=== Extracted information ===
_____
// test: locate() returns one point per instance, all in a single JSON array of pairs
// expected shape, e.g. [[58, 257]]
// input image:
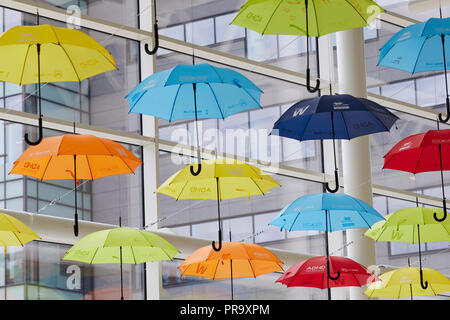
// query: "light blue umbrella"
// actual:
[[421, 47], [194, 92], [326, 212]]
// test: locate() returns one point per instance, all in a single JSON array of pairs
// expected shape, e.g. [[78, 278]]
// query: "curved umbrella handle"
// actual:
[[333, 278], [445, 120], [423, 284], [336, 179], [199, 169], [220, 242], [444, 204], [308, 82], [33, 143], [155, 32]]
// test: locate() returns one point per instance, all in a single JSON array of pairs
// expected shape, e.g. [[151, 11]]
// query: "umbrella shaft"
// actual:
[[38, 47], [121, 276], [231, 277], [194, 85]]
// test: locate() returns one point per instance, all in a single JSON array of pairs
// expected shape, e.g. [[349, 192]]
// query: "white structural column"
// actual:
[[326, 58], [150, 156], [355, 152]]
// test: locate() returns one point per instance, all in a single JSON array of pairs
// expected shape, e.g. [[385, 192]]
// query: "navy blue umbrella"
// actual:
[[340, 116]]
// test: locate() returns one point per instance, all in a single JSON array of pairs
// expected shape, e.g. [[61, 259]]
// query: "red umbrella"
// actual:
[[313, 273], [423, 152]]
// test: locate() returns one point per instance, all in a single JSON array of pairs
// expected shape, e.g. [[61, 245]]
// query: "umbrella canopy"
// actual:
[[306, 17], [401, 226], [220, 179], [313, 273], [194, 92], [412, 225], [406, 282], [65, 55], [121, 245], [14, 232], [73, 156], [333, 117], [423, 152], [235, 260], [44, 53], [421, 47], [326, 212]]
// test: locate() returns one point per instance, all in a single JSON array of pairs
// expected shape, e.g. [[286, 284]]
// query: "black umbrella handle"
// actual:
[[40, 132], [338, 274], [447, 118], [219, 247], [75, 226], [336, 179], [423, 284], [199, 169]]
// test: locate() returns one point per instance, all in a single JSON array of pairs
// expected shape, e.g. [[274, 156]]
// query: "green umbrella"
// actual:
[[121, 245], [411, 225], [306, 17]]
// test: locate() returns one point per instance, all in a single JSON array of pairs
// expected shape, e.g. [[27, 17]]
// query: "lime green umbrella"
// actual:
[[411, 225], [121, 245], [306, 17]]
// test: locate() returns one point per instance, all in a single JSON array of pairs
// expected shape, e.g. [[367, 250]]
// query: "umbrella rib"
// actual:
[[89, 166], [420, 51], [132, 252], [251, 268], [271, 17], [70, 59], [345, 125], [173, 106], [215, 270], [418, 160], [23, 69], [93, 256], [215, 98], [356, 11], [257, 185]]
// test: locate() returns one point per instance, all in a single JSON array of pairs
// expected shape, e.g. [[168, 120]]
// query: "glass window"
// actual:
[[264, 232], [263, 146], [200, 32], [261, 48], [226, 31]]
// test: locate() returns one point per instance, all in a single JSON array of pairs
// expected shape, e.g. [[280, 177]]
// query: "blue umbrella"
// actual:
[[421, 47], [339, 116], [194, 92], [326, 212]]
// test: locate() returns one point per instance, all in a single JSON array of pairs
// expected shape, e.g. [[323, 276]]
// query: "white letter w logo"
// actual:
[[300, 111]]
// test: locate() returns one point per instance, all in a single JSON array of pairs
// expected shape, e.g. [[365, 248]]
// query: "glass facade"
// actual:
[[36, 271]]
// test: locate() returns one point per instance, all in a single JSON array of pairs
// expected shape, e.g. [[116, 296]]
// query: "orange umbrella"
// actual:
[[234, 260], [73, 156]]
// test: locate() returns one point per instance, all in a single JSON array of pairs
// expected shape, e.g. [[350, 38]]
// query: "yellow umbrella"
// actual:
[[411, 225], [406, 282], [44, 53], [220, 179], [13, 232]]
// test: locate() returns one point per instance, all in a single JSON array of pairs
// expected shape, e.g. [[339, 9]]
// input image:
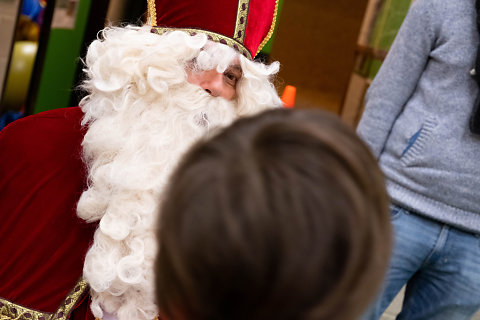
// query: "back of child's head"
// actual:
[[279, 216]]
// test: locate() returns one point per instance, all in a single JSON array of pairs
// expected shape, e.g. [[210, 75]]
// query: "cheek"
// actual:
[[192, 77], [229, 92]]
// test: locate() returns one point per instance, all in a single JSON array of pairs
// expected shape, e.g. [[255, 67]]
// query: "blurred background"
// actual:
[[329, 50]]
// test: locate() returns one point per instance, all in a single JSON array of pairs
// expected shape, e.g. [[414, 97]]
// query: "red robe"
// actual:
[[43, 242]]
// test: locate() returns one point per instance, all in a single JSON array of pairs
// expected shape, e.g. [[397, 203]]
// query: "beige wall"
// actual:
[[315, 44]]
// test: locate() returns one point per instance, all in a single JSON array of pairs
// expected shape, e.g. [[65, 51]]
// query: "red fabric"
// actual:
[[216, 16], [260, 19], [219, 16], [41, 179]]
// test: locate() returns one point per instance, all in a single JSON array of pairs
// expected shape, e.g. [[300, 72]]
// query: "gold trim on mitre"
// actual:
[[270, 32], [234, 44], [241, 22], [13, 311], [152, 13]]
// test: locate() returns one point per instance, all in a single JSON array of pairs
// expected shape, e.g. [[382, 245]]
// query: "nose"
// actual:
[[212, 83]]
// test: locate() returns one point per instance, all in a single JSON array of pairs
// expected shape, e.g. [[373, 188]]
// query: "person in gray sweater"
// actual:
[[416, 121]]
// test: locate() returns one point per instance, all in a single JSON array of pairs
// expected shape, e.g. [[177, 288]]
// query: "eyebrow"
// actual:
[[236, 68]]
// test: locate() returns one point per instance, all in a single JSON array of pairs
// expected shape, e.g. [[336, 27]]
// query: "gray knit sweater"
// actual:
[[417, 111]]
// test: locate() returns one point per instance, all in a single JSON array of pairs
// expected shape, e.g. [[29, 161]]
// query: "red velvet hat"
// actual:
[[245, 25]]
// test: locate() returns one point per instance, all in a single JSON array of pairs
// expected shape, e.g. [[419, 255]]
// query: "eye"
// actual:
[[231, 77]]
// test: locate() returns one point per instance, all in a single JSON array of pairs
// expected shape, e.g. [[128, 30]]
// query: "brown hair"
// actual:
[[280, 216]]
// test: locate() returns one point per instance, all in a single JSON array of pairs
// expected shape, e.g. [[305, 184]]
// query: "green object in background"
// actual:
[[19, 74], [61, 60], [387, 24]]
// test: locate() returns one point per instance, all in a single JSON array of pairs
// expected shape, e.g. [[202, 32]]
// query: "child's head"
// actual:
[[280, 216]]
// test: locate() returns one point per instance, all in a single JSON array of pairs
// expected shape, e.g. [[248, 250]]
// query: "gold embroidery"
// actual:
[[12, 311], [241, 23], [211, 36], [152, 13], [71, 300], [270, 32]]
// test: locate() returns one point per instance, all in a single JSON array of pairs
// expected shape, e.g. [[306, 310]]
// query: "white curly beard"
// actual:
[[142, 116], [130, 154]]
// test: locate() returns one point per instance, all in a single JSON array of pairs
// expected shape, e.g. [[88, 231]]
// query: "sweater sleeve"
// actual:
[[398, 76]]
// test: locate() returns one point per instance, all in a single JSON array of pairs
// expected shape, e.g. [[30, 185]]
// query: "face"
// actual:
[[217, 84]]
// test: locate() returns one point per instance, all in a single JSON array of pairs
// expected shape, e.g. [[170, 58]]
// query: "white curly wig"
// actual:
[[141, 116]]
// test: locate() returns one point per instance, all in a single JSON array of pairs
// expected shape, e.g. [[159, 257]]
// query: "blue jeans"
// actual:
[[440, 266]]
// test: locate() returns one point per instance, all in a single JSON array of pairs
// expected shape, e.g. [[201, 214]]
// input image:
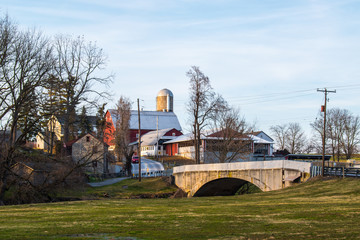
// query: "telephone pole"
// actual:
[[139, 147], [323, 109]]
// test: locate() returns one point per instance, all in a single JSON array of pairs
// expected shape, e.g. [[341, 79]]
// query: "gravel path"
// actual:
[[107, 182]]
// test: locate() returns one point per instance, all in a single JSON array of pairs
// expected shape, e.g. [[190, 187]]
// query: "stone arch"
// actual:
[[226, 186]]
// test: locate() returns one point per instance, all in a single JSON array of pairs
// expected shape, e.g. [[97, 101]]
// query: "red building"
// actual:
[[150, 121]]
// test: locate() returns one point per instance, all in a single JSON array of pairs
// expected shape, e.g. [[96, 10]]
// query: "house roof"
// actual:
[[258, 132], [148, 120], [90, 119], [257, 139], [151, 138], [189, 137], [182, 138], [70, 143]]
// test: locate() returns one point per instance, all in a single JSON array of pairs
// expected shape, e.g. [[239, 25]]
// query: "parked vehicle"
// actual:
[[135, 159]]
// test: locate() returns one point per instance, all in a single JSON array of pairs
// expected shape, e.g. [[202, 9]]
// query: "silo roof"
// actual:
[[165, 92], [148, 120]]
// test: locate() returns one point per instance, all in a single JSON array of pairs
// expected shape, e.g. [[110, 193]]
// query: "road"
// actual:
[[107, 182], [149, 168]]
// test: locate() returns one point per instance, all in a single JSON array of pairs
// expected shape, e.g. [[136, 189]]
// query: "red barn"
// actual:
[[150, 121]]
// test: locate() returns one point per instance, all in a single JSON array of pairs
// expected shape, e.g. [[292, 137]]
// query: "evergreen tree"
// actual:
[[84, 123]]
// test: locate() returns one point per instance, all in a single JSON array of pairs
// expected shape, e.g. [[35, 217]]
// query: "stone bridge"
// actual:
[[222, 179]]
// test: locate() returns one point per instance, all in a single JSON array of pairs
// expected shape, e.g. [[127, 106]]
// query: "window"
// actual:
[[95, 149]]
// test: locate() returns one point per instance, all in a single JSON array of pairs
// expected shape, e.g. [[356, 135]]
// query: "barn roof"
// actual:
[[148, 120]]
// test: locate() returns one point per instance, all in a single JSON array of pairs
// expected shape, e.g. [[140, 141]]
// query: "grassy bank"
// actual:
[[315, 210]]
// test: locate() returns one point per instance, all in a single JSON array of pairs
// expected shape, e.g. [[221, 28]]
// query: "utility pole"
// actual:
[[139, 145], [323, 109]]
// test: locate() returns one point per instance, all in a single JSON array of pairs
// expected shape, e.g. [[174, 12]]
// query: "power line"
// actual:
[[323, 109]]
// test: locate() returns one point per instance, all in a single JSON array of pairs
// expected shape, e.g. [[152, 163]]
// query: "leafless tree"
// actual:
[[335, 128], [229, 141], [77, 69], [26, 60], [202, 105], [122, 133], [342, 132], [295, 138], [280, 133], [351, 134]]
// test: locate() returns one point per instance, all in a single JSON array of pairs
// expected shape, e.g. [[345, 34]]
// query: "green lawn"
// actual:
[[129, 188], [315, 210]]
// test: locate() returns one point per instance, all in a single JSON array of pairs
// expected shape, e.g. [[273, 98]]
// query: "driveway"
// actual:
[[107, 182], [149, 168]]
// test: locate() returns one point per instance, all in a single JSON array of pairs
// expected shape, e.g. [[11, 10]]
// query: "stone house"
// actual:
[[92, 153]]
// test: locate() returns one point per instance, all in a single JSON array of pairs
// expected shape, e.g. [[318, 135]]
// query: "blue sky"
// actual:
[[265, 57]]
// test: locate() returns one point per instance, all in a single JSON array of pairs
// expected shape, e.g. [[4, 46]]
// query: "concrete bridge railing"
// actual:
[[227, 178]]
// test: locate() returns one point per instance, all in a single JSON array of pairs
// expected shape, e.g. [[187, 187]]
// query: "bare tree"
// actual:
[[122, 133], [77, 66], [280, 133], [202, 104], [229, 141], [335, 128], [25, 64], [342, 132], [295, 138]]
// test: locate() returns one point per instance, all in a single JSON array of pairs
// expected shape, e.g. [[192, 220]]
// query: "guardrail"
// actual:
[[342, 172], [335, 171]]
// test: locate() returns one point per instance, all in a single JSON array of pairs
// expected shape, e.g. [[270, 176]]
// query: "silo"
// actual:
[[165, 101]]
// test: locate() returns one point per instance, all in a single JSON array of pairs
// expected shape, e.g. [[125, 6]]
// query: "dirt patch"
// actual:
[[179, 194], [151, 195]]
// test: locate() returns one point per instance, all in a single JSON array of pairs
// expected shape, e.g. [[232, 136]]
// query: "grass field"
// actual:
[[323, 209]]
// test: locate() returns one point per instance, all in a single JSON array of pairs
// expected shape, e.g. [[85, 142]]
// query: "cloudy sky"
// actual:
[[266, 57]]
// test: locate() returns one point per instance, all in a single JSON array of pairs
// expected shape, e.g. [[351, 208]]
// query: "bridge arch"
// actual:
[[222, 183], [204, 179], [221, 187]]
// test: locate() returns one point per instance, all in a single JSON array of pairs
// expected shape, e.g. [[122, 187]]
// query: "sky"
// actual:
[[266, 57]]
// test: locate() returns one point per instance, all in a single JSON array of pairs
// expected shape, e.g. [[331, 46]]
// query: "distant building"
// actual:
[[260, 146], [55, 131], [152, 143], [163, 118], [91, 153]]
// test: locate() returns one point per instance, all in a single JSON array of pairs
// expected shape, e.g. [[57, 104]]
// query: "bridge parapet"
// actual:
[[267, 175]]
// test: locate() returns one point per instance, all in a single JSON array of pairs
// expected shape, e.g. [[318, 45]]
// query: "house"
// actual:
[[152, 143], [55, 131], [91, 153], [27, 172], [163, 118], [263, 144], [253, 147]]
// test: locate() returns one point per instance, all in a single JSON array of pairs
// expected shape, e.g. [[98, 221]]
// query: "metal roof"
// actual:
[[165, 92], [189, 136], [148, 120]]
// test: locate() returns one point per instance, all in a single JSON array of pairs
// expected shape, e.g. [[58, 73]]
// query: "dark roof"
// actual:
[[221, 134], [90, 119]]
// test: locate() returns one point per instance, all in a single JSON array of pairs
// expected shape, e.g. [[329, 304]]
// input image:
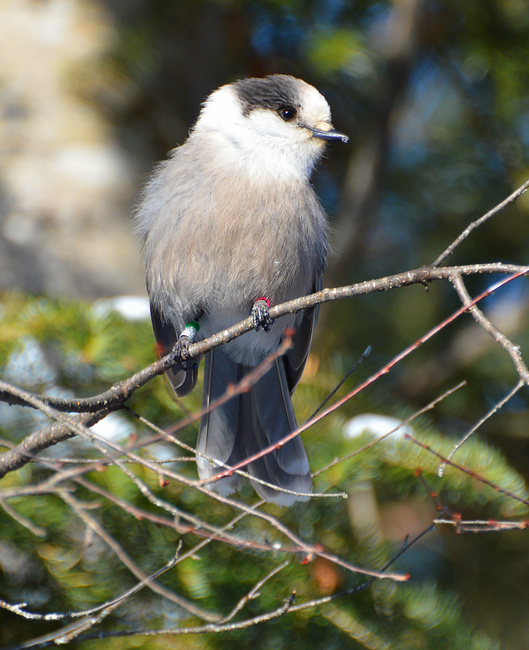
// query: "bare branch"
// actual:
[[475, 224]]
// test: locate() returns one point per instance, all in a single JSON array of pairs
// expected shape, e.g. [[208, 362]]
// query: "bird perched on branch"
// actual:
[[230, 225]]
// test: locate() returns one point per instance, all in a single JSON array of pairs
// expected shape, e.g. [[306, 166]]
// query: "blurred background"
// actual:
[[434, 95]]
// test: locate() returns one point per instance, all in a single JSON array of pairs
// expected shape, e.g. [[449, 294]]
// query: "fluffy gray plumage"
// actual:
[[228, 218]]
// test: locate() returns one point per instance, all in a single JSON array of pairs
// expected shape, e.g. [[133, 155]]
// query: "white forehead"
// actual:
[[224, 106], [314, 106]]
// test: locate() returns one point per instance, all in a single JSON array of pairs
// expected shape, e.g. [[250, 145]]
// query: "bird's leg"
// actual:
[[261, 314], [180, 351]]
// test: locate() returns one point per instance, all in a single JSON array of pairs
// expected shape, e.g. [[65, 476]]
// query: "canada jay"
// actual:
[[230, 225]]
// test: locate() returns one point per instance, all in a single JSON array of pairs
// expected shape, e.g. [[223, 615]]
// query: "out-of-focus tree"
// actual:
[[435, 98]]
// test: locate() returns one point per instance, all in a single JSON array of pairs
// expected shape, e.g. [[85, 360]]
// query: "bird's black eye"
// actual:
[[287, 113]]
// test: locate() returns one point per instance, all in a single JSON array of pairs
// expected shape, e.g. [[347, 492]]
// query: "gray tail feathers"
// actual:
[[248, 423]]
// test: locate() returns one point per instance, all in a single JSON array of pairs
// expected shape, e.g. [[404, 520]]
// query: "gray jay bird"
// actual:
[[229, 225]]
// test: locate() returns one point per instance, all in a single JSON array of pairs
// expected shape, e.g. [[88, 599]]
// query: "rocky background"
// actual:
[[66, 184]]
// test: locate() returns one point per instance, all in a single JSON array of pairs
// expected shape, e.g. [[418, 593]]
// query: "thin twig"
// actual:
[[475, 224]]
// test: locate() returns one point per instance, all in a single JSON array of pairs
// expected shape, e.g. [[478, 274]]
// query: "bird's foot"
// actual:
[[261, 314], [180, 352]]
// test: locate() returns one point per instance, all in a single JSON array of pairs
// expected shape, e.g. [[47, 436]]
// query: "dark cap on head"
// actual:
[[273, 92]]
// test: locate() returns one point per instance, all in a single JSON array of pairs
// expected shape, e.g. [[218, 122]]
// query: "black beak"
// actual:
[[330, 135]]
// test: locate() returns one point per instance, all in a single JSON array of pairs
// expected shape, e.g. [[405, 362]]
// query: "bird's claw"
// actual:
[[261, 314]]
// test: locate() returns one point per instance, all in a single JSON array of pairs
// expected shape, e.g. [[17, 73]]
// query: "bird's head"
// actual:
[[277, 123]]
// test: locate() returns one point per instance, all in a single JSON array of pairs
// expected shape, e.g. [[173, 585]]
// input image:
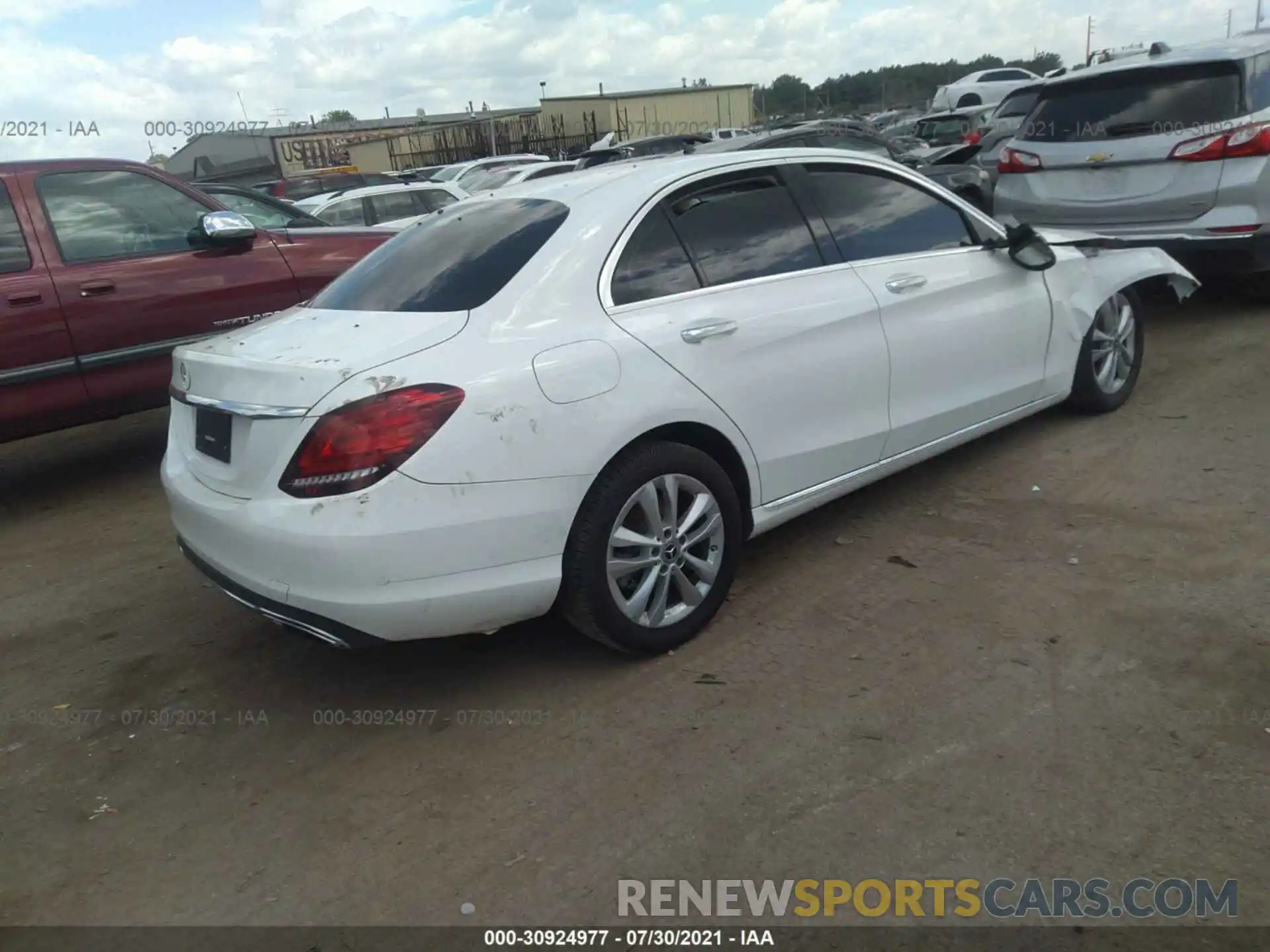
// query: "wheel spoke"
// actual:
[[629, 537], [621, 568], [700, 504], [690, 593], [1124, 328], [636, 603], [671, 484], [1107, 372], [704, 532], [661, 589], [705, 571], [652, 507]]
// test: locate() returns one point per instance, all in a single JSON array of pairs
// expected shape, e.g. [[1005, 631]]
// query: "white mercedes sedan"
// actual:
[[586, 394]]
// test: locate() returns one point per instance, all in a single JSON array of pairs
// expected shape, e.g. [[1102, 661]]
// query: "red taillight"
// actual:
[[361, 444], [1016, 161], [1244, 141]]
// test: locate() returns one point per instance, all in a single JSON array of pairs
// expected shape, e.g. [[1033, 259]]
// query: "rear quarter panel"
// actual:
[[507, 428]]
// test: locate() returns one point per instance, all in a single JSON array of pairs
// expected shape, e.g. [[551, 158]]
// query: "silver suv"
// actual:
[[1170, 150]]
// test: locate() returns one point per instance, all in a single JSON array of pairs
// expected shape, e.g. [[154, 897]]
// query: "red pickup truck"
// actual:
[[107, 266]]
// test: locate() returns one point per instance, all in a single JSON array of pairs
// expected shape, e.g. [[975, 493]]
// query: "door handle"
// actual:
[[695, 335], [92, 288], [897, 286]]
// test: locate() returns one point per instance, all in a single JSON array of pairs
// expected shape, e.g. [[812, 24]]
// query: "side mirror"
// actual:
[[222, 229], [1031, 251]]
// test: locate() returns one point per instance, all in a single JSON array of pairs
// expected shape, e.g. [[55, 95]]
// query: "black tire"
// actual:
[[586, 598], [1087, 397]]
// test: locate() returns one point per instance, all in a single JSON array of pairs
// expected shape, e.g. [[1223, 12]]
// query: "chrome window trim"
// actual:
[[818, 157], [252, 412]]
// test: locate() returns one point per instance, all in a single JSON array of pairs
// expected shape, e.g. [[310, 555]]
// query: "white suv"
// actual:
[[1169, 150]]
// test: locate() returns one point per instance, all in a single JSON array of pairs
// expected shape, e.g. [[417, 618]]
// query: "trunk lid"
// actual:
[[1104, 143], [1118, 182], [280, 366]]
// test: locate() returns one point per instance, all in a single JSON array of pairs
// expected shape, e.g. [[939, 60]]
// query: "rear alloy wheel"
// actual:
[[653, 550], [1111, 357]]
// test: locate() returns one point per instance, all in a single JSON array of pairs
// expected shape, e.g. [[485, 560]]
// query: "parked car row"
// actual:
[[107, 266]]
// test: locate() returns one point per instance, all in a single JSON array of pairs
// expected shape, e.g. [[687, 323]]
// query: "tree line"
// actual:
[[889, 87]]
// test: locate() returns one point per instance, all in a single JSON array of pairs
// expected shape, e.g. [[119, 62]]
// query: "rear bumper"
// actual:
[[402, 560], [323, 629], [1210, 257]]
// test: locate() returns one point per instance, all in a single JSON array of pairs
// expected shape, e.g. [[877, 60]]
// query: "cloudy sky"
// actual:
[[121, 63]]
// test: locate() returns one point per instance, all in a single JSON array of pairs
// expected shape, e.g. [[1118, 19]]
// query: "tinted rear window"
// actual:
[[1016, 106], [454, 260], [1146, 102]]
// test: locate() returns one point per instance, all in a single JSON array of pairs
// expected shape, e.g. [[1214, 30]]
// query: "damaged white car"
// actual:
[[588, 393]]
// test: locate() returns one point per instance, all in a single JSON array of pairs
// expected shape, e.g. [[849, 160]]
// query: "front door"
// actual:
[[40, 382], [131, 285], [968, 329], [726, 281]]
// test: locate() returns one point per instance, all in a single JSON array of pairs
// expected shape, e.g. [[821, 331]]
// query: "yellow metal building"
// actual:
[[651, 112]]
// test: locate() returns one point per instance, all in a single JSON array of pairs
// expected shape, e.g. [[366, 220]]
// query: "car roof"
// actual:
[[638, 179], [364, 190], [1228, 48]]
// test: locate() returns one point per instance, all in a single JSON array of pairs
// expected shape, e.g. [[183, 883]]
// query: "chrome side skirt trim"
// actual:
_____
Convert everything from the beginning of the items down to the line containing "[[421, 47], [194, 92], [326, 212]]", both ends included, into a Markdown table with the columns Row and Line. Number each row, and omit blank lines and any pictures.

=== Problem solution ===
| Row | Line |
|---|---|
| 1 | // test: locate() returns one point per instance, all in a single JSON array of pairs |
| 2 | // expected shape, e.g. [[58, 257]] |
| 3 | // input image: |
| 4 | // query: "light blue umbrella" |
| 5 | // actual: |
| 6 | [[421, 47], [194, 92], [326, 212]] |